*SOURCE EXTRACT:*
◇ ◇ ◇ ◇

Skip to content

CLI

The html-to-markdown CLI converts HTML files or URLs to Markdown from the command line.

Installation

cargo install html-to-markdown-cli

Or via Homebrew:

brew install kreuzberg-dev/tap/html-to-markdown

Basic Usage

# Convert stdin
echo '<h1>Title</h1><p>Content</p>' | html-to-markdown

# Convert a file
html-to-markdown input.html

# Convert a file and save output
html-to-markdown input.html -o output.md

# Fetch and convert a remote URL
html-to-markdown --url https://example.com > output.md

Input

Flag Description
FILE Input HTML file. Use - or omit for stdin.
--url URL Fetch HTML from a URL (alternative to file/stdin).
--user-agent UA Custom User-Agent header when using --url.
-e, --encoding ENCODING Input character encoding (default: utf-8).

Output

Flag Description
-o, --output FILE Write output to file (default: stdout).
-f, --output-format FORMAT Output format: markdown (default) or djot.

◇ ◇ ◇ ◇

Dataset listing of object locations:
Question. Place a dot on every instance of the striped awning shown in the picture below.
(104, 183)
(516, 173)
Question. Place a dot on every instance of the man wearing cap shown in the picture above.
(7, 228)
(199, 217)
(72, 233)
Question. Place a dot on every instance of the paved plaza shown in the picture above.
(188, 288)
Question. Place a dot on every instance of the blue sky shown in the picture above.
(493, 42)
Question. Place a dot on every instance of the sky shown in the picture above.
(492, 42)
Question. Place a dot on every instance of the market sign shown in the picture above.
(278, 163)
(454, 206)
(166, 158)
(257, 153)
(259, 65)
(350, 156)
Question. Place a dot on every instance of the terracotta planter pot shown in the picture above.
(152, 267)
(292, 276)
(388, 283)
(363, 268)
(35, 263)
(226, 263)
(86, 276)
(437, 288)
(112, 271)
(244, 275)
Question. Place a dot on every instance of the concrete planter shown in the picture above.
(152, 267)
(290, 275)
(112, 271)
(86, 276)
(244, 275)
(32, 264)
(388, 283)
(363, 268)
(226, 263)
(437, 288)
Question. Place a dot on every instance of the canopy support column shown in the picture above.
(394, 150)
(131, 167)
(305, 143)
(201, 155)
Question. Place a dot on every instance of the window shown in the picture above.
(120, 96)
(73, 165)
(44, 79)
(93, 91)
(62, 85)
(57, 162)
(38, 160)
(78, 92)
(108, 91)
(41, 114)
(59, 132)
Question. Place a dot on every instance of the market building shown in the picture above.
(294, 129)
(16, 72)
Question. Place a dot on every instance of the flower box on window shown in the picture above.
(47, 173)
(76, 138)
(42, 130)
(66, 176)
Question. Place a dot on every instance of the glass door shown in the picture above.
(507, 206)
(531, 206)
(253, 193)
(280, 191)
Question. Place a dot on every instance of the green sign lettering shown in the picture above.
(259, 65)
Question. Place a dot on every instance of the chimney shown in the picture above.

◇ ◇ ◇ ◇

*OBJECTIVES:*
1. Gather every line of the listing that contains the word "market".
2. Carry on the page about the html-to-markdown CLI from the point where it stops.

*THE REPLIES:*
1.
Question. Place a dot on every instance of the market sign shown in the picture above.
Question. Place a dot on every instance of the market building shown in the picture above.

2.
Heading Options

Flag Values Default Description
--heading-style STYLE atx, underlined, atx-closed atx How headings are formatted. atx uses # prefixes; underlined uses ===/--- for h1/h2.

List Options

Flag Values Default Description
--list-indent-type TYPE spaces, tab spaces Indentation character for nested lists.
--list-indent-width N 1–8 2 Spaces per nesting level.
-b, --bullets CHARS e.g. *+- - Characters to cycle through for unordered list markers.

Text Formatting

Flag Values Default Description
--strong-em-symbol CHAR *, _ * Symbol for bold and italic.
--newline-style STYLE backslash, spaces backslash How <br> tags are rendered.
--sub-symbol SYMBOL any string "" Wrapper symbol for <sub> text.
--sup-symbol SYMBOL any string "" Wrapper symbol for <sup> text.
--highlight-style STYLE double-equal, html, bold, none double-equal Rendering of <mark> elements.
--escape-asterisks off Escape * characters.
--escape-underscores off Escape _ characters.
--escape-misc off Escape [, ], <, >, #, etc.
--escape-ascii off Escape all ASCII punctuation (strict CommonMark).

Code Blocks

Flag Values Default Description
--code-block-style STYLE indented, backticks, tildes indented Format for multi-line code blocks.
-l, --code-language LANG any string "" Default language tag for fenced code blocks.
Flag Description
-a, --autolinks When link text equals the href, use <url> instead of [url](url).
--default-title Use href as link title when no title attribute exists.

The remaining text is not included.